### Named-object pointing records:
○ ○ ○

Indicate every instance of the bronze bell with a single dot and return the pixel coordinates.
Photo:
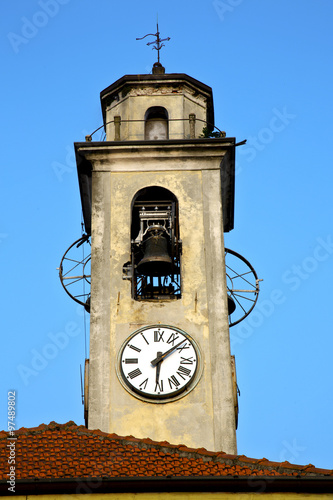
(156, 260)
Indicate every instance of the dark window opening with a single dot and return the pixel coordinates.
(155, 245)
(156, 124)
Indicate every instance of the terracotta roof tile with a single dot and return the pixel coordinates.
(71, 451)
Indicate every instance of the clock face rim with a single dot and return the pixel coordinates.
(155, 398)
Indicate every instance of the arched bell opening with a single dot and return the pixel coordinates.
(156, 124)
(155, 245)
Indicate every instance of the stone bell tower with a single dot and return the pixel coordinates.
(157, 196)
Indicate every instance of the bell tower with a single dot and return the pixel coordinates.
(157, 196)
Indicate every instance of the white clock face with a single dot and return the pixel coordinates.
(159, 362)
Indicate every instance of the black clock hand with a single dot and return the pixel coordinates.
(165, 354)
(158, 368)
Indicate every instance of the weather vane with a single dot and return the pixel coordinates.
(158, 42)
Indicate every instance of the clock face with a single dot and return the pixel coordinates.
(159, 362)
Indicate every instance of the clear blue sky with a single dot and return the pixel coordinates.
(270, 66)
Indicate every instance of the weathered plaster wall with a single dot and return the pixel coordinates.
(204, 417)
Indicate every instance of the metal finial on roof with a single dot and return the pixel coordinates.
(158, 42)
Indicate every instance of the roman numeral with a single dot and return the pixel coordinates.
(182, 347)
(134, 348)
(187, 361)
(173, 381)
(172, 339)
(159, 386)
(145, 339)
(183, 371)
(131, 361)
(145, 382)
(158, 336)
(134, 373)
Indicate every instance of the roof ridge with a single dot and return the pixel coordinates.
(164, 447)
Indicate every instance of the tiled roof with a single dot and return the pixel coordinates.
(60, 451)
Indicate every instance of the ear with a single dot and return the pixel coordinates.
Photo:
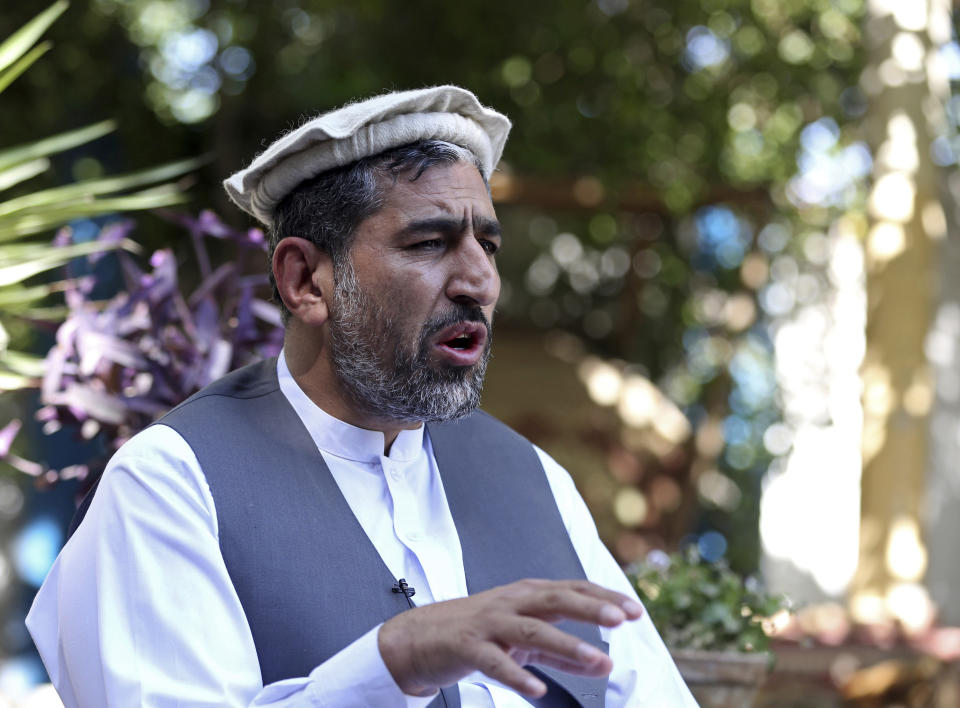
(304, 277)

○ ○ ○

### EXERCISE BRIEF:
Copy all of the entries above word for word, leaving the pictures out of your copy.

### COMPLETE OUTPUT:
Indicate every instance of the bronze bell with a single dot and return the pixel coordinates.
Photo:
(156, 260)
Indicate every instance of the dark window opening with a single dot and return the pixel coordinates.
(155, 245)
(156, 124)
Indicate every instance of the terracotta roof tile with a single dot and return the pixel coordinates.
(71, 451)
Indicate every instance of the clock face rim with a single dot and return the pixel coordinates.
(155, 398)
Indicate every instance of the arched bell opening with a single dot and return the pixel coordinates.
(156, 124)
(155, 245)
Indicate every instance of the stone bell tower with a single dot and return the pixel coordinates.
(157, 196)
Indicate every instance of the bell tower with a single dot and return the pixel coordinates.
(157, 196)
Indicate every instance of the white clock face with a single dot and return the pixel coordinates.
(159, 362)
Indicate every instance of the black clock hand with a single dot and return the pixel coordinates.
(165, 354)
(158, 368)
Indicate every instance of the weather vane with a single dot and return the pixel coordinates.
(158, 42)
Indicate every instance of the clock face with a single dot and return the pixel coordinates.
(159, 362)
Indicate every instance of the clear blue sky with a single dot and return the pixel coordinates.
(270, 66)
Indicate every instance of the weathered plaster wall with a single dot and return the pixel coordinates.
(204, 417)
Indicate every instance of the metal finial on roof with a single dot and return the pixel coordinates.
(158, 42)
Indicate every instance of the roman numeral with a single dot and return the pixel coordinates.
(182, 347)
(134, 348)
(187, 361)
(173, 381)
(172, 339)
(159, 386)
(145, 339)
(183, 371)
(131, 361)
(145, 382)
(158, 336)
(134, 373)
Indicate every instance of the roof ridge with a single dot and return the pixel coordinates.
(164, 447)
Indicate every instance of the tiled roof with a single dot and return the pixel coordinates.
(60, 451)
Indicate every instance of the ear with a single dot and return the pixel coordinates.
Photo:
(304, 277)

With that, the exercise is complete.